- _REQUIREMENTS_
Reproduce the lines below verbatim, starting at the line that contains "task: segment the speedometer gauge" and ending at the line that contains "POLYGON ((1247 606, 1230", with both of those lines included.

(Outline labeling records)
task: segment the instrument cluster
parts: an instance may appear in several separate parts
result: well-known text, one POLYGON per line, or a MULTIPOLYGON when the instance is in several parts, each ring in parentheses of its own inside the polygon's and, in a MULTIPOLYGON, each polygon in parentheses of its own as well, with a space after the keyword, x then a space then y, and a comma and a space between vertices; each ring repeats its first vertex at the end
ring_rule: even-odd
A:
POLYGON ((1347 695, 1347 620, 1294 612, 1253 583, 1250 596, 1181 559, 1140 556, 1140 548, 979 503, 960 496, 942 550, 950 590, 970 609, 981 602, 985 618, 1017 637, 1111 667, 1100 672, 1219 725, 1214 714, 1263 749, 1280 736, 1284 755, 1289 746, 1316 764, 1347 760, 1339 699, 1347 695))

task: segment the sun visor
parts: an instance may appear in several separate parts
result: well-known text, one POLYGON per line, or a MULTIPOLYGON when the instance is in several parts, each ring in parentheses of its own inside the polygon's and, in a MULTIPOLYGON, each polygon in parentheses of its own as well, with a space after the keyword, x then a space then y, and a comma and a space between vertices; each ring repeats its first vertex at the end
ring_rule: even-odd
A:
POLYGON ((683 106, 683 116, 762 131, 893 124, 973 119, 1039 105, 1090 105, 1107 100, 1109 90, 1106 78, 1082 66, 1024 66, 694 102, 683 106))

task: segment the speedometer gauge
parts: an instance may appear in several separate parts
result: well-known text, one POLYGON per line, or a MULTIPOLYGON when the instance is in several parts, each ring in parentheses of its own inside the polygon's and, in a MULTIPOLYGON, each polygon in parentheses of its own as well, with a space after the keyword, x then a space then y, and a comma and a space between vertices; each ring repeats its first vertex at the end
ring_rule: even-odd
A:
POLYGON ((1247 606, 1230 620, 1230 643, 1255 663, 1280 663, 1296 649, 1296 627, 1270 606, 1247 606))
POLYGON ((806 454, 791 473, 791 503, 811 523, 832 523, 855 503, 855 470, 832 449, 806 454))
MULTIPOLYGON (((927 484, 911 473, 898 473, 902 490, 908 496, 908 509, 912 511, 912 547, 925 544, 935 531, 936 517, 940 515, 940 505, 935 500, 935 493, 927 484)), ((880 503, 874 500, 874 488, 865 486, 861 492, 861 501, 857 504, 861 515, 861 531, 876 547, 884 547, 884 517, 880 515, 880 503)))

- _WRITTEN SOLUTION_
task: segment the speedometer gauge
parts: an instance may appear in several separate parts
result: well-known text, one POLYGON per line, or a MULTIPOLYGON when the instance is in several parts, each ring in parentheses of its own inside the polygon's and, in a MULTIPOLYGON, each polygon in parentheses of its own as well, with a space after the keyword, x then a space then y, and a comma and a space between vertices; each ring repeats its first vertex at the end
ring_rule: even-odd
A:
POLYGON ((1247 606, 1230 620, 1230 643, 1255 663, 1280 663, 1296 649, 1296 627, 1270 606, 1247 606))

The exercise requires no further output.